# ASSIGNMENT
The required output is every entry below, copied exactly.
_ _ _ _
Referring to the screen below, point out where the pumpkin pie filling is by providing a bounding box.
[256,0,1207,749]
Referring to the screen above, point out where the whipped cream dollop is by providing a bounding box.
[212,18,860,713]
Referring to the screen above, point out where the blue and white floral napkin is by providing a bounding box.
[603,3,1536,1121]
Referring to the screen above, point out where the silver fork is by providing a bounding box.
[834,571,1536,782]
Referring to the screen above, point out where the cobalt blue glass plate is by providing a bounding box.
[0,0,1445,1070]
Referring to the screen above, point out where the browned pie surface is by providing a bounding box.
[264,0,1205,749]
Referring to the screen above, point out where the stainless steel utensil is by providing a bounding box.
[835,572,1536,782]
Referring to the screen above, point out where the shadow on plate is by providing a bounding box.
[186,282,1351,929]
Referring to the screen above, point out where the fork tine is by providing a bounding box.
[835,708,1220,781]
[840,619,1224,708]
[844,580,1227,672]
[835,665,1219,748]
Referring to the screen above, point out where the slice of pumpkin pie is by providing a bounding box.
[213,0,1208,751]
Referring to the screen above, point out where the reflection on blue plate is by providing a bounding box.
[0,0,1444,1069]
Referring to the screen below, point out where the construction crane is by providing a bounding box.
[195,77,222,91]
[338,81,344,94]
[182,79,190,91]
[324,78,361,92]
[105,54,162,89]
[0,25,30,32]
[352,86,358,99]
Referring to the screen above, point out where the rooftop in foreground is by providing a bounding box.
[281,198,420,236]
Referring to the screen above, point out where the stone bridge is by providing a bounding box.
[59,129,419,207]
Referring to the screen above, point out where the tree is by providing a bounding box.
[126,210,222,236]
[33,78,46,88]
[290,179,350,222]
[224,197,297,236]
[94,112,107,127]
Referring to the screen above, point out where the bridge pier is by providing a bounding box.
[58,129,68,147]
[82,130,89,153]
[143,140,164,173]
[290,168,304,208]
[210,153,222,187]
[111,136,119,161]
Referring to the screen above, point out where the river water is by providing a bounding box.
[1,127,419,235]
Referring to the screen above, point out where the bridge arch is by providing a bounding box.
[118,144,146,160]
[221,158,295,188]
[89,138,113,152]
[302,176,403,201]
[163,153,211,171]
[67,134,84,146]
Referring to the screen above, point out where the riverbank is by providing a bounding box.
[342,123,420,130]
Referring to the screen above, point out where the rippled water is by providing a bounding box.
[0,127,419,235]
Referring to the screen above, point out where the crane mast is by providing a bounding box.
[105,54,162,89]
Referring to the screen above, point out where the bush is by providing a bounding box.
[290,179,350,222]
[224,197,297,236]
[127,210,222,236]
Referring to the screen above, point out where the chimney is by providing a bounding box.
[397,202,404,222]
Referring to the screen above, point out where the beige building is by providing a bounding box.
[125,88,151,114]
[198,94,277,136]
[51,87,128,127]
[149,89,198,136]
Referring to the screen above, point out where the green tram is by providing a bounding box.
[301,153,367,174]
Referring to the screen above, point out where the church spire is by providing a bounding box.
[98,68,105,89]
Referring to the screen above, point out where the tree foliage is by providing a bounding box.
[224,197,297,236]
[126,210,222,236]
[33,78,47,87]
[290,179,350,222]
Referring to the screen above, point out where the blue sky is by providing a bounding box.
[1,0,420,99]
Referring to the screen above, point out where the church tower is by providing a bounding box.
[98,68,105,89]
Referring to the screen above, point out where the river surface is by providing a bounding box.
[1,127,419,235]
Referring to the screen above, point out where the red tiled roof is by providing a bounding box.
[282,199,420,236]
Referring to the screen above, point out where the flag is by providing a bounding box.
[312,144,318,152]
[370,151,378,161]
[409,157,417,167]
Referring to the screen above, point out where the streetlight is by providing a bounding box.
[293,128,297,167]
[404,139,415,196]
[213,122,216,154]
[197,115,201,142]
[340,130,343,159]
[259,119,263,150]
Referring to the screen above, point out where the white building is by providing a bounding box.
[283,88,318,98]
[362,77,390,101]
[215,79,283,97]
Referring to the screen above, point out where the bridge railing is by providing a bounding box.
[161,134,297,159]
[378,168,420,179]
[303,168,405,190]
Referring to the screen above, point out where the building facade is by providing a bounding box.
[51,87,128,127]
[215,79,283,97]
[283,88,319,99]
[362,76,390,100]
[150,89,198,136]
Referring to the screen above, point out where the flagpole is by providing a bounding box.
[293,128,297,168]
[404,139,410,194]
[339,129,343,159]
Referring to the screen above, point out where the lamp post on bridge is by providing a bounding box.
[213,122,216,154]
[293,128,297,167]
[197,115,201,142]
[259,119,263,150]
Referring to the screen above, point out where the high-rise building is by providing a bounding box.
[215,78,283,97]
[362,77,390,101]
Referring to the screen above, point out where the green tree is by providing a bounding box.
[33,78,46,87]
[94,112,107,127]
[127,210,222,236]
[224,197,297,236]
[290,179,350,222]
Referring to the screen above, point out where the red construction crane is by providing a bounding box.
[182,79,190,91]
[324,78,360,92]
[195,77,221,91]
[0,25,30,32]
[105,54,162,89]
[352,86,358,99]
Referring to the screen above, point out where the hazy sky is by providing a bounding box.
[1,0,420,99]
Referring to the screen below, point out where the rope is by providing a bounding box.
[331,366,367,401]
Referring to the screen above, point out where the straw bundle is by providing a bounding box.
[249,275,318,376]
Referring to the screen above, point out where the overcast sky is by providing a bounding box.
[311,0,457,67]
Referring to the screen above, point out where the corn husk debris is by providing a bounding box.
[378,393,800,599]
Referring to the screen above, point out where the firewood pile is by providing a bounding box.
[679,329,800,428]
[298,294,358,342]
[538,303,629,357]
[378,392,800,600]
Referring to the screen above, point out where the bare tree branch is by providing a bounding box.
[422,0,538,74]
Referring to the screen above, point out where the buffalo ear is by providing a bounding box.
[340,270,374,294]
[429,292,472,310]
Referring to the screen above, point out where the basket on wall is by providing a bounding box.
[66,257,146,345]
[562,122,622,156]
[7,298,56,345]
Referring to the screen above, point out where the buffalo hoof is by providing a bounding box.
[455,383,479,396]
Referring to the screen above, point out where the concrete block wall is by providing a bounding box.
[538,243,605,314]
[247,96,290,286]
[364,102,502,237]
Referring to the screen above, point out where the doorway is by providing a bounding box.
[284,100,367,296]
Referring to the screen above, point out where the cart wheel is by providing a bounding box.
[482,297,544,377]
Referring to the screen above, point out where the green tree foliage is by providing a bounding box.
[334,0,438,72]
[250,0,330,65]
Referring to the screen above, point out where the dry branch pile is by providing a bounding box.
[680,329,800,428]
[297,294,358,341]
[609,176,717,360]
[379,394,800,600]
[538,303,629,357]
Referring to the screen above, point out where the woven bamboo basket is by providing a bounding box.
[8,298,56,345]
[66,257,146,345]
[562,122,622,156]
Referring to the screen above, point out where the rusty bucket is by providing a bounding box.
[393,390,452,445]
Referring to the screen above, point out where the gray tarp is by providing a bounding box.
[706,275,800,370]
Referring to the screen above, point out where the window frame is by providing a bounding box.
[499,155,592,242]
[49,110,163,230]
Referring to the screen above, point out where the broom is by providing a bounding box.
_ _ _ _
# EXPECTED OUTPUT
Referring to the screen below, point out where the pumpkin pie filling is by providing a bounding box.
[256,0,1207,749]
Referring to the screen above, point out where the whipped cream dollop is by providing a bounding box.
[212,18,860,713]
Referring to the screen above, point out where the blue and white floral napkin is by providing a bounding box.
[603,3,1536,1121]
Referring to the screen above, point out where the silver fork is by providing a bounding box.
[834,571,1536,782]
Referring to the screen above, point out where the cobalt blue glass plate is by providing a bounding box.
[0,0,1445,1070]
Referring to the screen above, point out where the browned pie surface is by providing a bounding box.
[264,0,1205,749]
Referring to the screen above, point out where the stainless steel utensil is by providing a bounding box.
[835,572,1536,782]
Referring to the screen above, point out where the shadow on plate is by providing a bounding box.
[186,282,1351,929]
Referring to the screen above, point out where the fork tine is by providing a bounding box.
[835,708,1220,781]
[840,619,1224,708]
[844,580,1227,672]
[835,665,1219,748]
Referring to the screen above, point out where the slice of pumpkin pie is by providing a bounding box.
[213,0,1208,751]
Referring to the screen above, point out where the reflection on blue plate is by providing a bounding box.
[0,0,1444,1069]
Referring to the screen below, point out where the construction crane is by providing a bounding box.
[195,77,222,91]
[338,81,344,94]
[182,79,190,91]
[324,78,361,92]
[105,54,162,89]
[0,25,30,32]
[352,86,358,99]
Referring to the screen above, point out where the rooftop in foreground is by providing a bounding box.
[281,198,420,236]
Referring to the screen above, point out where the stone bridge is by providing a bounding box.
[59,129,419,207]
Referring to the screen above, point out where the tree is by providing a bounding box.
[126,210,222,236]
[33,78,46,88]
[290,179,350,222]
[224,197,297,236]
[94,112,107,127]
Referring to the screen above, point out where the bridge pier is by providing a bounding box.
[58,129,68,147]
[82,130,89,153]
[143,140,164,173]
[290,168,304,208]
[210,153,222,187]
[111,136,119,161]
Referring to the screen above, point out where the river water is by providing a bounding box.
[1,127,419,235]
Referring to the screen above, point out where the bridge arch is by providing a bounding box.
[118,144,146,160]
[221,158,295,188]
[89,138,113,152]
[302,176,403,201]
[163,153,211,171]
[67,134,84,146]
Referring to the screen above, point out where the riverbank is by providing a bounding box.
[342,123,420,130]
Referring to the screen above, point out where the rippled water is by providing a bounding box.
[0,127,419,235]
Referring to the screen above, point out where the crane mast is by providing a bounding box.
[105,54,162,89]
Referring to the screen above, point out where the bush is by providing a bounding box.
[290,179,350,222]
[224,197,297,236]
[127,210,222,236]
Referring to the screen above, point out where the chimney is by providing a bounding box.
[397,202,404,222]
Referring to the screen above, point out where the beige building is by providing a bounding box.
[125,88,151,114]
[198,94,277,136]
[51,87,128,127]
[149,89,198,136]
Referring to the screen above, point out where the green tram is by providing a bounding box.
[301,153,367,174]
Referring to the screen above, point out where the church spire is by providing a bounding box.
[98,68,105,89]
Referring to the screen above, point out where the tree foliage is by providing a bounding box.
[224,197,297,236]
[126,210,222,236]
[33,78,47,87]
[290,179,350,222]
Referring to the screen above, point out where the blue sky is by providing a bounding box.
[1,0,420,99]
Referring to the screen above, point out where the church tower is by providing a bounding box.
[98,68,105,89]
Referring to the screen above, point out where the river surface is by providing a bounding box.
[1,127,419,235]
Referring to the screen above, point out where the red tiled roof is by providing a bounding box.
[282,199,420,236]
Referring to the screen above, point out where the flag is by providing a bounding box.
[312,144,318,152]
[370,151,378,161]
[409,157,417,167]
Referring to the screen above, point out where the streetlight is by providing a bounding box.
[293,128,297,167]
[404,139,415,196]
[213,122,216,154]
[197,115,201,142]
[340,130,343,159]
[259,119,263,150]
Referring to the screen above, point out where the white building is by providing a bounding box.
[283,88,318,98]
[362,77,390,101]
[215,79,283,97]
Referring to the screen above, point out where the bridge railing is by providing a bounding box.
[161,134,297,159]
[378,168,420,179]
[303,168,405,190]
Referring to the screen above, point out where the building facade is by providing a bounding box.
[51,87,128,127]
[215,79,283,97]
[283,88,319,99]
[362,76,390,100]
[150,89,198,136]
Referring to the screen above, point out where the flagpole is by providing a bounding box.
[293,128,297,168]
[404,139,410,194]
[339,129,343,159]
Referring to the screen above, point out where the lamp post on bridge is by providing a bounding box.
[213,122,216,154]
[293,128,297,167]
[197,115,201,142]
[259,119,263,150]
Referring to the screen above, point out where the high-rise building is by providing a bounding box.
[215,78,283,97]
[362,77,390,101]
Referring to the screen above, point out where the green tree is by providing a bounding box.
[33,78,46,87]
[94,112,107,127]
[127,210,222,236]
[224,197,297,236]
[290,179,350,222]
Referring to the screen above, point out where the red construction crane is by providing a bounding box.
[182,79,190,91]
[324,78,360,92]
[195,77,221,91]
[0,25,30,32]
[105,54,162,89]
[352,86,358,99]
Referring to the screen above, point out where the hazy sky is by providing a bounding box.
[1,0,420,99]
Referring to the screen below, point out where the rope is by providing a bounding box.
[331,366,367,401]
Referring to the screen above, point out where the straw bundle is by providing a bounding box.
[249,275,318,376]
Referring to the screen above, point out where the overcast sky is by providing a bounding box.
[311,0,457,67]
Referring to the screen above, point out where the corn husk debris is by providing a bounding box.
[378,393,800,599]
Referring to the screen above, point out where the firewood pile is by providing a bounding box.
[679,329,800,428]
[298,294,358,342]
[538,303,629,357]
[378,392,800,600]
Referring to the screen above, point out where the bare tree branch is by providing a bounding box.
[422,0,538,74]
Referring to the screen above, point out where the buffalo ear is by providing a bounding box.
[340,270,374,294]
[429,292,472,310]
Referring to the screen above, point out where the basket on wall is by providing a bounding box.
[66,257,146,345]
[562,122,622,156]
[7,298,56,345]
Referring to the screen above, point out where the buffalo hoof is by providing a bounding box.
[455,383,479,396]
Referring to the screen above, point out where the concrete block wall is by providing a bounding box.
[538,243,605,314]
[247,96,290,286]
[364,102,502,237]
Referring to the screen above, point out where the doorway is by providing a bounding box.
[284,100,367,296]
Referring to the screen above, point out where the cart wheel is by providing a bounding box.
[482,297,544,377]
Referring to the screen above, point out where the green tree foliage is by providing a bounding box.
[334,0,438,72]
[250,0,330,65]
Referring to the screen above, point out where the dry branch pile is by providing a bounding box.
[680,329,800,428]
[297,294,358,341]
[609,176,717,360]
[379,394,800,600]
[538,303,629,357]
Referring to the screen above, point out where the woven bamboo basket is by providing a bounding box.
[8,298,56,345]
[66,257,146,345]
[562,122,622,156]
Referring to the screen above, point out where the rusty bucket is by providing a bounding box.
[393,390,452,445]
Referring to the screen above, point out where the gray tarp is by providing a bounding box.
[706,275,800,370]
Referring to the screen above, point out where the window frame is by providing a bounding box.
[499,155,592,242]
[49,110,163,230]
Referring to the screen above, point out where the broom is by providing a bounding box.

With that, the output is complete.